[A run of data]
>> begin

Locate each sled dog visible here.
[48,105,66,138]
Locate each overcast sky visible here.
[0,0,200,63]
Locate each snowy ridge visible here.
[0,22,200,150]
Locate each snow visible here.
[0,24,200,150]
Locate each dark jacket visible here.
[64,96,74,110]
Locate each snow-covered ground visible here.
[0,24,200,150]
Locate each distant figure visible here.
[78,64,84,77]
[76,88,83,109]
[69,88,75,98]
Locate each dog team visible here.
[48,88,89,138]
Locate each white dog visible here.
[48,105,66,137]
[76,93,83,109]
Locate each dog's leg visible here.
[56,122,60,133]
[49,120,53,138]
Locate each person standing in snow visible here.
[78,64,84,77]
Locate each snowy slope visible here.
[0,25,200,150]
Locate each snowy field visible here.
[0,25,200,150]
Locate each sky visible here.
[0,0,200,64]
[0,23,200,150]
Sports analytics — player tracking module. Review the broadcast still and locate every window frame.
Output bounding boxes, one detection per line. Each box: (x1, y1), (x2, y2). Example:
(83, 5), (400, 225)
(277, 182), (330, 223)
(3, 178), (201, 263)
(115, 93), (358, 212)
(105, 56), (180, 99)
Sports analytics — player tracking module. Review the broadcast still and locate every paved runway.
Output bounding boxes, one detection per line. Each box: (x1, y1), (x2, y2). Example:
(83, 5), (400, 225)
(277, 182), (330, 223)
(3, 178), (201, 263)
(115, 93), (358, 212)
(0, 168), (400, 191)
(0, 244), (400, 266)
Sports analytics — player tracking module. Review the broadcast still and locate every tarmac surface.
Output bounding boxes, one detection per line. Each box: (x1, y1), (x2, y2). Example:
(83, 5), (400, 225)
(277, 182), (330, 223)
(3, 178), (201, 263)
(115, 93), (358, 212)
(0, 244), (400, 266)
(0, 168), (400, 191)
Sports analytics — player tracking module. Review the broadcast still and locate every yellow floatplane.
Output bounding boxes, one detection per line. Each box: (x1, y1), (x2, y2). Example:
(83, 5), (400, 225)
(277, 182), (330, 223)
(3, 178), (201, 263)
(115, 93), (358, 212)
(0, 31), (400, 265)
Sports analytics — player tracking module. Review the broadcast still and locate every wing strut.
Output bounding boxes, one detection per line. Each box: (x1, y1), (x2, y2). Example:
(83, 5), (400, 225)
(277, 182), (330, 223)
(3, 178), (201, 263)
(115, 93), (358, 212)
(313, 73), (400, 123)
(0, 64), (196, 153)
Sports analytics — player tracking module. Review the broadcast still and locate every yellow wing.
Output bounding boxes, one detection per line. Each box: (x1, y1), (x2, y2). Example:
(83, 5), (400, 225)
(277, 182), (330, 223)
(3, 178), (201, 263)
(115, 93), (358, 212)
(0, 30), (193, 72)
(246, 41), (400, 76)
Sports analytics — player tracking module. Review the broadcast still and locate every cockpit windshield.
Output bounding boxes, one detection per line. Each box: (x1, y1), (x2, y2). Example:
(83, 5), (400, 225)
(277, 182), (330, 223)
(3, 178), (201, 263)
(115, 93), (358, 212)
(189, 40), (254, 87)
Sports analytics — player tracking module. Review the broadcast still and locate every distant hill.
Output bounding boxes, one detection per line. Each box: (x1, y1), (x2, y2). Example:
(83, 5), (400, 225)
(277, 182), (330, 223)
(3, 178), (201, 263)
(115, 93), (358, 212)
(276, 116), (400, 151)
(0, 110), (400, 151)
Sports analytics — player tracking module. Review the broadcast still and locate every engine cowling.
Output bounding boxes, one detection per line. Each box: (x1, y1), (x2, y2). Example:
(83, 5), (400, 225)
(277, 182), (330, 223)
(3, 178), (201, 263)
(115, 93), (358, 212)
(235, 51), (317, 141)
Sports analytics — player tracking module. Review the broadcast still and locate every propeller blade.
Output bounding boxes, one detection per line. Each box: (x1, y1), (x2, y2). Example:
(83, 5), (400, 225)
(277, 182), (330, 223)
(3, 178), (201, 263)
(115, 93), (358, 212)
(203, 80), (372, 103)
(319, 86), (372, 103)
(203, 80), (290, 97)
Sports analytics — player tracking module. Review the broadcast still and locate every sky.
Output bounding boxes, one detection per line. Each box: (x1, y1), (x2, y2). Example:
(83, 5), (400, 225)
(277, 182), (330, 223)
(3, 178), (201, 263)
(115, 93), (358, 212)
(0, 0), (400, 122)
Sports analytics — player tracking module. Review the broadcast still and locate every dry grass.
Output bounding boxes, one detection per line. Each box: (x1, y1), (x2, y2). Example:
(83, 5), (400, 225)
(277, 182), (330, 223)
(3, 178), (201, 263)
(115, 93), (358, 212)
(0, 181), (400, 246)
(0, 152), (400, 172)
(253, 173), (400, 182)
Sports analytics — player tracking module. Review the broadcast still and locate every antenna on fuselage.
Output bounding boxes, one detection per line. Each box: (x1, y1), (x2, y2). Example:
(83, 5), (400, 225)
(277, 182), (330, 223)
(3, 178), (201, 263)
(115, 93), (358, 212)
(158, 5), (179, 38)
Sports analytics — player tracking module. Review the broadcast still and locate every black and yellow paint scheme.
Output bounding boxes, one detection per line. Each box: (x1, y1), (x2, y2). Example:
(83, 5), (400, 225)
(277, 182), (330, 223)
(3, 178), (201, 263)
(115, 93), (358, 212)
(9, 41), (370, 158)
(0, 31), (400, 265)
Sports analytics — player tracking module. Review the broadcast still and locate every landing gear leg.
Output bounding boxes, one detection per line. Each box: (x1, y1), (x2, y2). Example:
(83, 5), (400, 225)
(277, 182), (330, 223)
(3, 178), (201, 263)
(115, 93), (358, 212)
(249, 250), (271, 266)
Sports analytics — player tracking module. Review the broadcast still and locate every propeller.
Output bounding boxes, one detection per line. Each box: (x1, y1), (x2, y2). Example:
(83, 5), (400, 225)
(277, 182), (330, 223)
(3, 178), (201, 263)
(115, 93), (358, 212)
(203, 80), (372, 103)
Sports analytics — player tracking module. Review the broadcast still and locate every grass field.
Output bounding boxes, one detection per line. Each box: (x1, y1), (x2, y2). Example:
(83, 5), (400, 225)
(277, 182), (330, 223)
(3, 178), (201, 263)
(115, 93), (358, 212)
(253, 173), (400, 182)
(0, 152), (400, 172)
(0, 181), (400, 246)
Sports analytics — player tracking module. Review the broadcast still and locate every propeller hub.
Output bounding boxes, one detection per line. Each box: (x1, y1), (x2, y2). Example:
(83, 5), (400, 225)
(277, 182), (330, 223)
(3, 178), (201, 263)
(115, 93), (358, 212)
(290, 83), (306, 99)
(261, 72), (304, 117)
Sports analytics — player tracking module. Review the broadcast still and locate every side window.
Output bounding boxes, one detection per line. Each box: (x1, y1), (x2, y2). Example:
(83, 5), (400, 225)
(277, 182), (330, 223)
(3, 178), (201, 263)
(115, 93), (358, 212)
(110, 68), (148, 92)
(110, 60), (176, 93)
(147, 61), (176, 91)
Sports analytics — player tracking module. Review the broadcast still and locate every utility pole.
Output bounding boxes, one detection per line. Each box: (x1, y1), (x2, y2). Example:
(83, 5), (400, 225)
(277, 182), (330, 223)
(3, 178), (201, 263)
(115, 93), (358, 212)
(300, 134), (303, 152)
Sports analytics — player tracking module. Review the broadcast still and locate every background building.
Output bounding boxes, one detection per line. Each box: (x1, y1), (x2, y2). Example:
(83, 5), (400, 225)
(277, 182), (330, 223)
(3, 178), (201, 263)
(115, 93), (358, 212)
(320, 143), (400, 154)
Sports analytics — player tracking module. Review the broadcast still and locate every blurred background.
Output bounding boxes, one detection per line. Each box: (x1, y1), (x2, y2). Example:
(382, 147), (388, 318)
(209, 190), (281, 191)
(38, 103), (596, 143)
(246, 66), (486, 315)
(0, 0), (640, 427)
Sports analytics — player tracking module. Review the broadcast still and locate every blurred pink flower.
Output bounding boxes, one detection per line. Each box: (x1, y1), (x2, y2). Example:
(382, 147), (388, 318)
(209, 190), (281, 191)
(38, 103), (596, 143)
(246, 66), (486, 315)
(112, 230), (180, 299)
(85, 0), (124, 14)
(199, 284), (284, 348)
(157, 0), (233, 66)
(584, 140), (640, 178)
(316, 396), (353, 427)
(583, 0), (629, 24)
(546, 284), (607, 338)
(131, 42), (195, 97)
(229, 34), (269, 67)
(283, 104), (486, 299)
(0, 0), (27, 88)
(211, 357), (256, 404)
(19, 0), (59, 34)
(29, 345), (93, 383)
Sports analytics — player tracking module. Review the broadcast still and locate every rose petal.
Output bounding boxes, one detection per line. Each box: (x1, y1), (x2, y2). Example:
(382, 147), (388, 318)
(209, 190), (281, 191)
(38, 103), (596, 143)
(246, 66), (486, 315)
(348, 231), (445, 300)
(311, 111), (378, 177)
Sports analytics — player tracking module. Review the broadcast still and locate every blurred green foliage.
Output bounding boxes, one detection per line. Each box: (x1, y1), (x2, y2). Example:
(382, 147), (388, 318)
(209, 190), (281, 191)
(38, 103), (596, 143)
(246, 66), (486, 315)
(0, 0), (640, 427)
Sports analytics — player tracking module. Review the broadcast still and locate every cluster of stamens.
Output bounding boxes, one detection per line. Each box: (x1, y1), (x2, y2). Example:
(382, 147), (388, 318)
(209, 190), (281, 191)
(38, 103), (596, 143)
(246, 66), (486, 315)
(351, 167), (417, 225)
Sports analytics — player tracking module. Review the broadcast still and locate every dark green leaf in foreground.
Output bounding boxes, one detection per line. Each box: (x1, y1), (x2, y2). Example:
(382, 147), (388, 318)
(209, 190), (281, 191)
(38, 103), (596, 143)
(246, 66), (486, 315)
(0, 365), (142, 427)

>> end

▶ **TASK**:
Please copy the data between the line holding "blurred green foliage." and the line holding "(351, 167), (417, 225)", inclusive, adding 32 to every coordinate in the answers. Leave every other line unchanged.

▶ **SOLUTION TO THE PROBLEM**:
Sports analytics — player tracking module. Review the broadcast still and locate every blurred green foliage.
Output bounding boxes, one detection per line. Each box: (x1, y1), (x2, y2). Example:
(382, 147), (388, 318)
(209, 190), (281, 191)
(38, 103), (596, 143)
(246, 66), (486, 315)
(32, 32), (672, 459)
Sports analytics — player tracking module. Review the broadcast still and locate every cluster of stamens.
Output bounding boxes, one detection per line. Each box: (x1, y1), (x2, y2). Example:
(382, 147), (388, 318)
(209, 190), (281, 191)
(38, 103), (596, 143)
(246, 66), (486, 315)
(383, 199), (449, 257)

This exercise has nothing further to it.